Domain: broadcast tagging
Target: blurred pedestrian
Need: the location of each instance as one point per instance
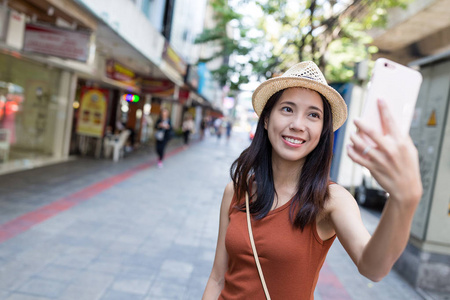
(187, 127)
(282, 181)
(163, 129)
(218, 128)
(203, 125)
(228, 127)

ACTIVITY: Give back exactly the lines from the line with "Target: blurred pedestrian" through the end of the material above, and omit every picture.

EXERCISE RESULT:
Target: blurred pedestrian
Need: the location of each instance as one point per instance
(187, 127)
(282, 181)
(163, 129)
(218, 128)
(203, 125)
(228, 127)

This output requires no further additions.